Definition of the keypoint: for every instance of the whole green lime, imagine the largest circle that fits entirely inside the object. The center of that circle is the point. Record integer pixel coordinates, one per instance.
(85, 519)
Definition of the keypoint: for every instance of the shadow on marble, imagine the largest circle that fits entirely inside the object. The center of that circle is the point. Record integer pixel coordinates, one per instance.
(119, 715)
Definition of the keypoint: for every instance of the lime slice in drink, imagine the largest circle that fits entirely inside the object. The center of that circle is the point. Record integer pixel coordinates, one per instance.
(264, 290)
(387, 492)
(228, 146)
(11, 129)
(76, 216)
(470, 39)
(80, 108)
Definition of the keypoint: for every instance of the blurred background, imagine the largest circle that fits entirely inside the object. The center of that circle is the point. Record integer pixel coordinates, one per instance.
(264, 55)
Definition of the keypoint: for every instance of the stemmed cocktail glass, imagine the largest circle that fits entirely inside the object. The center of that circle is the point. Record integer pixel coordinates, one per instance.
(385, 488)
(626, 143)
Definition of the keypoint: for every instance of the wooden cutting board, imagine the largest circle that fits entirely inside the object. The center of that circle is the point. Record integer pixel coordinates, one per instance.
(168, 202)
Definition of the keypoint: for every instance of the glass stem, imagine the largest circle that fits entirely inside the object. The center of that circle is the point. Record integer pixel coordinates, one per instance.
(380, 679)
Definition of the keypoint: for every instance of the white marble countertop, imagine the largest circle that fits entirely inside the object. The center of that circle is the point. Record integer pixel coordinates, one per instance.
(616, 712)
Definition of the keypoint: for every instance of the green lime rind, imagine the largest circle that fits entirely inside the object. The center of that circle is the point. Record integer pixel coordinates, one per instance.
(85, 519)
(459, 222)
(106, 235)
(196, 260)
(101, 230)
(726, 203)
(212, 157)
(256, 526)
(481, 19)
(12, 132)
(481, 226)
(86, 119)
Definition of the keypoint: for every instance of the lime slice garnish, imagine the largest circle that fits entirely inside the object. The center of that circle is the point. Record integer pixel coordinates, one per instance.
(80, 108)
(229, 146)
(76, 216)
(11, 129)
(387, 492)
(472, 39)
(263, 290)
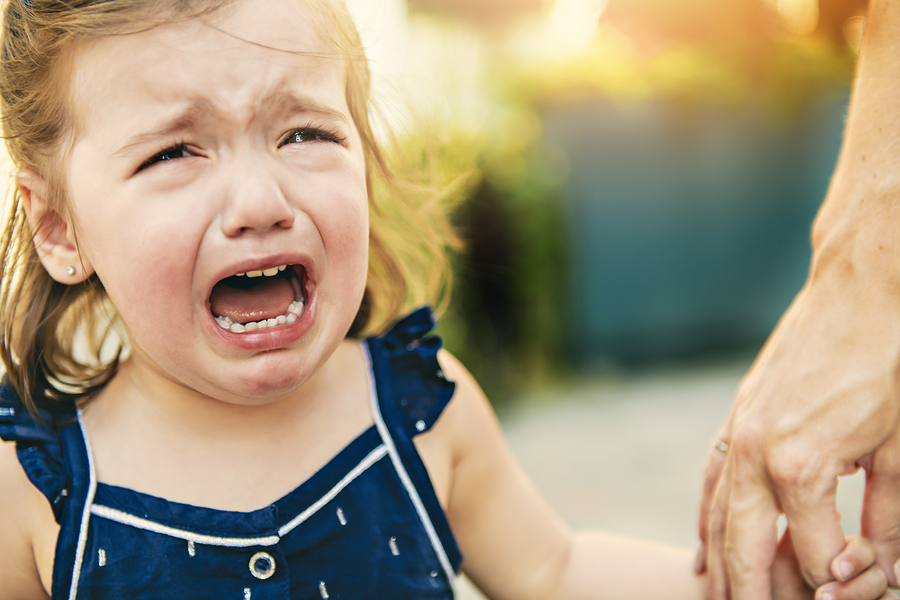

* [Task statement]: What you should produce is an exact copy of the records, with the pictures left out.

* [Final answer]:
Definition of the keypoint: for every instance of the whole green lime, imagine the largest circle that fits entirely inside the object. The center of that circle is the point. Record integer pixel coordinates, one per instance.
(85, 519)
Definition of the keypoint: for every instance of the shadow on marble, imagine the largest circle that fits entirely inside the object. The center of that circle is the point. Record integer pixel coordinates, one per instance.
(119, 715)
Definition of the keypoint: for every instance of the lime slice in drink, imagine the largest circle that fits entirely inside the object. The center of that circle is the point. Record integer pixel coordinates, one per instance.
(264, 290)
(387, 492)
(228, 146)
(11, 129)
(76, 216)
(470, 39)
(80, 108)
Definition of the keypoint: for every instance of the blurred background, imagine the largest circle that fits entirely inside the object. The center of that circle is the point. Record integer pixel coordinates, one per instance.
(264, 55)
Definition of the keypoint: for every instance of the stemmed cocktail glass, imagine the largest circle that fits entirely inside the object. The center of that circle is the point. Record integer pixel coordinates, one per instance.
(385, 488)
(626, 143)
Definition of the keypoint: for every instance of the wooden cutting board, imagine the largest circle that fits entirely inside the object. The center of that circle is the point. Record integer pixel coordinates, one per instance.
(168, 202)
Definition of the keypoint: for every instance of the glass stem, imagine the largest circle that fits entirely inside the object. The center of that circle is the point. Record integer pixel coordinates, one per instance.
(380, 679)
Definition of the keypoint: for every instance of the white marble countertop, imagine the largest circle that fits entirely inside the object. The center of that circle is the point. Record integer pixel coordinates, one per instance.
(616, 712)
Definition of the keypoint: for every instance of the green lime rind, imagine the largest circle that fits entirely inside the object. The center of that circle is the point. Record integer pixel coordinates, one per instance.
(85, 519)
(459, 222)
(106, 235)
(196, 260)
(101, 230)
(726, 203)
(212, 157)
(256, 526)
(481, 19)
(12, 132)
(481, 226)
(86, 119)
Definition of the keypoint: for every instance of the lime slice garnish, imagine the largest circle that fits entirely inside the object. The center of that circle is the point. Record integer pixel coordinates, one per instance.
(80, 108)
(229, 146)
(76, 216)
(11, 129)
(387, 492)
(472, 39)
(263, 290)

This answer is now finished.